## Provided data

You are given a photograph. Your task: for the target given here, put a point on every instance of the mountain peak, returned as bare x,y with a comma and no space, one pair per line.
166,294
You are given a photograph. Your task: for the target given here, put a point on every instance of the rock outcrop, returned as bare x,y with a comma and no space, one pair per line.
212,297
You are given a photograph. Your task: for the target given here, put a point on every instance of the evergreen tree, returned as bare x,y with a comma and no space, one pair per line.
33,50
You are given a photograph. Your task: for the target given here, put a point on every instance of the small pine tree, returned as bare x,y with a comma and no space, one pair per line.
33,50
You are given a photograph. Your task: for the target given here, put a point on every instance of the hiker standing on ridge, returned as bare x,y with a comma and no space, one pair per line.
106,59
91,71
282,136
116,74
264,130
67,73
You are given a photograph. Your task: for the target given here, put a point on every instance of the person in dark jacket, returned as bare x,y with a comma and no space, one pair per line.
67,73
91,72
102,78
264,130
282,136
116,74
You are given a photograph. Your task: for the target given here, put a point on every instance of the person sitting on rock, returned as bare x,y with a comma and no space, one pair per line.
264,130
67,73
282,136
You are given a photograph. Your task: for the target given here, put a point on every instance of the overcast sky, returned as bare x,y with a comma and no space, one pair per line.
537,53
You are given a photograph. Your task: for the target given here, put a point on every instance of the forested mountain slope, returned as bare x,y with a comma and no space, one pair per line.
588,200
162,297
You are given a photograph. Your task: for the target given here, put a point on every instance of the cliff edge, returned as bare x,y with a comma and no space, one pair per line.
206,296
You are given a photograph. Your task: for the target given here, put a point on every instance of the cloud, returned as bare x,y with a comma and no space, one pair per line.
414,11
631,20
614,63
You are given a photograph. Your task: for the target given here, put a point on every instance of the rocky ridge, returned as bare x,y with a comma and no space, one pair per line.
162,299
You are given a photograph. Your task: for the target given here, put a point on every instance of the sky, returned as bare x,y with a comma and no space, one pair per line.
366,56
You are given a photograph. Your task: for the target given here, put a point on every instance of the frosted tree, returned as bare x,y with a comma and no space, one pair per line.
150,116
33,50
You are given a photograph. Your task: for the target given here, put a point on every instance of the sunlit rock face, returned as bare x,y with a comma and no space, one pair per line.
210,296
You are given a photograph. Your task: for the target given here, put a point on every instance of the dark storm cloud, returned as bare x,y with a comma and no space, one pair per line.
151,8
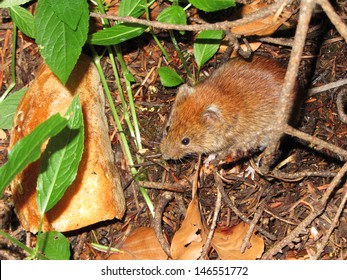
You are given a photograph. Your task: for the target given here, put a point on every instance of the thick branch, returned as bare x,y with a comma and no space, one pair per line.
225,25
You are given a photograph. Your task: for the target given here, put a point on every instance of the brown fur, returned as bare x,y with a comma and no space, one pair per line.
232,110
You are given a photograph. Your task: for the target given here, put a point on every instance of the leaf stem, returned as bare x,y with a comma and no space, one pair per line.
13,64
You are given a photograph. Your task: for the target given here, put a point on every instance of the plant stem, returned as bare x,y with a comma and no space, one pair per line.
173,39
30,251
124,142
165,53
13,64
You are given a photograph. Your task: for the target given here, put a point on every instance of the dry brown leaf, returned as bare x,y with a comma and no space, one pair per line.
96,194
142,244
261,27
227,243
188,241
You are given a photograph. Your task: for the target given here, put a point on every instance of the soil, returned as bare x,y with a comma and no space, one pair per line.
289,201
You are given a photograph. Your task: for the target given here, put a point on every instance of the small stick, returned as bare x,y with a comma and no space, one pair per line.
213,225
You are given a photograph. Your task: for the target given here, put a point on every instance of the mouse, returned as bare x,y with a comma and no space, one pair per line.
231,111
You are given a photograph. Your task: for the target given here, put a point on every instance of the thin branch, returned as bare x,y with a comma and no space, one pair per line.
318,210
232,206
225,25
316,141
326,87
333,224
213,225
334,17
341,103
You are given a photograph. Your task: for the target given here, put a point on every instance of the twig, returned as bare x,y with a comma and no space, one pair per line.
316,141
334,17
180,186
306,8
300,175
238,213
333,224
341,103
316,90
318,210
156,221
213,225
252,225
225,25
278,41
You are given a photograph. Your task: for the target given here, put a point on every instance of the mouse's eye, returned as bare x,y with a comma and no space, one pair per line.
185,141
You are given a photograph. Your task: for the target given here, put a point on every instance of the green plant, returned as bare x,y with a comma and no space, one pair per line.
58,170
60,29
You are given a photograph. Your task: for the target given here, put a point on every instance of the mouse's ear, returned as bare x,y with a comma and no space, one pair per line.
183,93
212,113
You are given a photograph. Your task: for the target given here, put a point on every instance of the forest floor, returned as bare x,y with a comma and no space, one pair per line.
284,202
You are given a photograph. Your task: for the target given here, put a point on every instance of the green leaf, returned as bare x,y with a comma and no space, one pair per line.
28,149
168,77
59,45
116,34
132,8
206,45
68,11
54,245
173,15
8,108
61,159
24,20
212,6
11,3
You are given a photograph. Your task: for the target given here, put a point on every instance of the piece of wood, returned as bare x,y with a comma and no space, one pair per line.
96,194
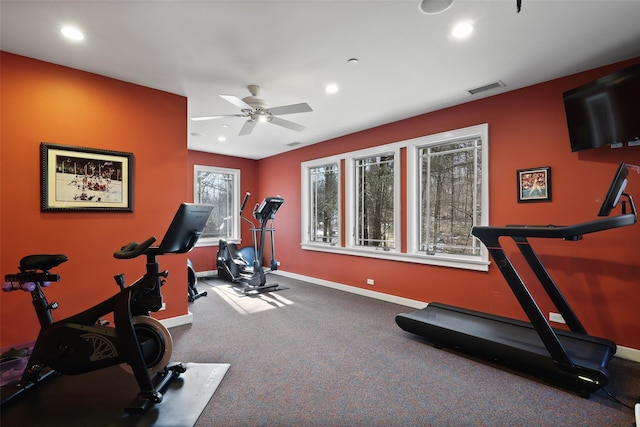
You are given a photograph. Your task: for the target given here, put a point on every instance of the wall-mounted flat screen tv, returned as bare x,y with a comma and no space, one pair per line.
605,111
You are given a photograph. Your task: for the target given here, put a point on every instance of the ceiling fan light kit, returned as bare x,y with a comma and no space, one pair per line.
256,109
434,7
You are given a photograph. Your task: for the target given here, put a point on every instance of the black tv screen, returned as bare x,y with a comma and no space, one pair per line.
605,111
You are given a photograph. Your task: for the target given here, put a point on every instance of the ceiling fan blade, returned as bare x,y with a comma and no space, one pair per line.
303,107
287,124
201,118
237,102
247,128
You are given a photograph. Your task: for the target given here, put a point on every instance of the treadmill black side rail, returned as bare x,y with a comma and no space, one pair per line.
490,236
549,285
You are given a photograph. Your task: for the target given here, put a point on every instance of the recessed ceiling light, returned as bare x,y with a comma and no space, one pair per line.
72,33
331,88
433,7
462,30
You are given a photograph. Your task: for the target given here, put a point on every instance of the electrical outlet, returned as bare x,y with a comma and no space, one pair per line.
556,317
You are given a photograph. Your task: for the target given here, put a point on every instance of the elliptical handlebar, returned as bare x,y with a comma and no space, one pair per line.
134,249
244,202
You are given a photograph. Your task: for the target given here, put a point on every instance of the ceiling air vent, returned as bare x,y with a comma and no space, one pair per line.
486,87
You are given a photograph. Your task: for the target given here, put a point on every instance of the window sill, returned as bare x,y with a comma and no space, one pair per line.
442,261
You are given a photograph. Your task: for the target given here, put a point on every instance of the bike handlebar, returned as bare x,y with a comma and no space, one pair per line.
244,202
133,249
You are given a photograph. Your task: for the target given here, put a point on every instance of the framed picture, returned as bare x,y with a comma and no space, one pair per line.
80,179
534,185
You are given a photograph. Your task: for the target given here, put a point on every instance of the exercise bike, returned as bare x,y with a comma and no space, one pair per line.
85,342
232,263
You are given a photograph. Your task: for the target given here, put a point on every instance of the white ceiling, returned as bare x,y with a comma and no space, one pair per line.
408,63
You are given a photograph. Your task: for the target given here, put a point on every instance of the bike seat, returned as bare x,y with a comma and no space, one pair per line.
41,262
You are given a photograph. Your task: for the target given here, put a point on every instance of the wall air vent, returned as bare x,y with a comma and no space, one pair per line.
486,87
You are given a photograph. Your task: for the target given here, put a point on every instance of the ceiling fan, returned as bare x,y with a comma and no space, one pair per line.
257,110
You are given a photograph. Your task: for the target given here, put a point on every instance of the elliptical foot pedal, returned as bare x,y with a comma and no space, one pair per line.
143,402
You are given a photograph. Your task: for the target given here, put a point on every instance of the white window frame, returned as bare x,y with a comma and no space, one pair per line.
306,201
413,196
351,213
410,212
235,227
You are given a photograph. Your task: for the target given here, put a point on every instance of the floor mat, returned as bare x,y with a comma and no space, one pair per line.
98,399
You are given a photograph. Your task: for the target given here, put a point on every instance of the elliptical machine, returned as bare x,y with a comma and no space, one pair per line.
83,342
232,263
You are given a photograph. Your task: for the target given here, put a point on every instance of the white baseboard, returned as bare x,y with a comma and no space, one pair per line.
172,322
209,273
621,352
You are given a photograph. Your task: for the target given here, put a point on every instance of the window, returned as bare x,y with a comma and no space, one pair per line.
450,197
446,195
323,181
219,187
375,201
321,195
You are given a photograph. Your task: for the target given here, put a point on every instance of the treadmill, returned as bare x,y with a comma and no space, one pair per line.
570,358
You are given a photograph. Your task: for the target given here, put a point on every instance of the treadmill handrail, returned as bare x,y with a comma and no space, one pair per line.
489,234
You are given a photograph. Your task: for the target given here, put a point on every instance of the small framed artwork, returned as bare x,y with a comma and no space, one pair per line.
534,185
77,179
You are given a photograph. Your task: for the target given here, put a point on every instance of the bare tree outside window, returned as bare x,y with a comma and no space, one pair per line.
450,197
218,187
375,201
324,204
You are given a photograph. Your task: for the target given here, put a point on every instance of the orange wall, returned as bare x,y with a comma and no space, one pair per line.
527,128
204,258
46,102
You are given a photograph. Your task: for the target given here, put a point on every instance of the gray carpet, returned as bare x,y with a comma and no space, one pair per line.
313,356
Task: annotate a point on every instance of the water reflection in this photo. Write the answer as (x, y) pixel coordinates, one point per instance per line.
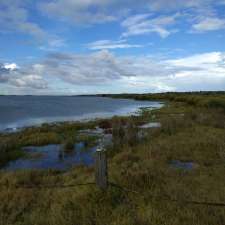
(54, 157)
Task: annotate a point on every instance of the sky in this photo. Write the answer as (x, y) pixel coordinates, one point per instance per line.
(69, 47)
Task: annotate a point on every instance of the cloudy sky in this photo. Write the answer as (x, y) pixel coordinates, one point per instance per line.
(110, 46)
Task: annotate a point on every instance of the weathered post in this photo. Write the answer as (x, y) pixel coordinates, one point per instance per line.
(101, 173)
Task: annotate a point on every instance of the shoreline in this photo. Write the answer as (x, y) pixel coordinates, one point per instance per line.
(82, 119)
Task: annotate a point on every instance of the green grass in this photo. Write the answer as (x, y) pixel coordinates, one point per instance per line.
(189, 132)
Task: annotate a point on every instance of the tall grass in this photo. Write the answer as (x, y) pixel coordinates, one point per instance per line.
(189, 132)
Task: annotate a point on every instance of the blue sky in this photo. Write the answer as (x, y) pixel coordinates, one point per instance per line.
(111, 46)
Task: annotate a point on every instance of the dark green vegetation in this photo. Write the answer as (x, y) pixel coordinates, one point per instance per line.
(193, 129)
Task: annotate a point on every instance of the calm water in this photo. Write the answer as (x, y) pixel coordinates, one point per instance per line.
(20, 111)
(52, 157)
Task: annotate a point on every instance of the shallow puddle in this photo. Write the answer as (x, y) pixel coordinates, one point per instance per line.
(150, 125)
(182, 165)
(53, 157)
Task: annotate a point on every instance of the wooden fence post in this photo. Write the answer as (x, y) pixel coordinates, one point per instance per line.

## Problem to work on
Reproduce only the lines from the line containing "Task: annotate a point on every instance of the cloudy" to the last line of the material above, both of those lines included.

## Task solution
Task: annotate a point on every instance of the cloudy sky in this photo. Write the answer as (x, y) pixel coordinates, one point per instance per line.
(110, 46)
Task: annotate a point on every instance of the weathered post in this photo. Write the answer as (x, y) pixel coordinates, one point per instance per line.
(101, 173)
Task: annotate a point on every instance of the shoreline in this photo. Write the answer as (x, y) pixel coordinates, one point per instance per line.
(82, 119)
Task: annotate a point on every instance of the green grass in this photo. Write the answer as (x, y) pixel coordinates, one point per instance per line.
(189, 132)
Task: annotate a point on every instance of the tall grass in this photo. Write the answer as (x, y) pixel coordinates, one point per instance per line.
(189, 132)
Task: annotate a point on every instance of the blue sky in this photo. Write the answer as (x, y) pixel coordinates, one point per instance per line.
(111, 46)
Task: annotate a point on every instance of the dark green vegetation in this photo. Write the answer as (x, y) pixel coordinates, one point per instance per line.
(193, 129)
Task: annotate a point on every instance of the calm water in this photo. Write the answer as (x, y) pixel coordinates, one point per instance per line.
(20, 111)
(52, 157)
Task: annotate a point on every instance of the shallow puddle in this photo. Write the answer as (x, y) pixel coordinates, one point per instance per line.
(150, 125)
(182, 165)
(53, 157)
Task: annotate a point on every instance of the wooden fence post in this photo. Write the answer as (x, y) pixel coordinates, one point per instance per line.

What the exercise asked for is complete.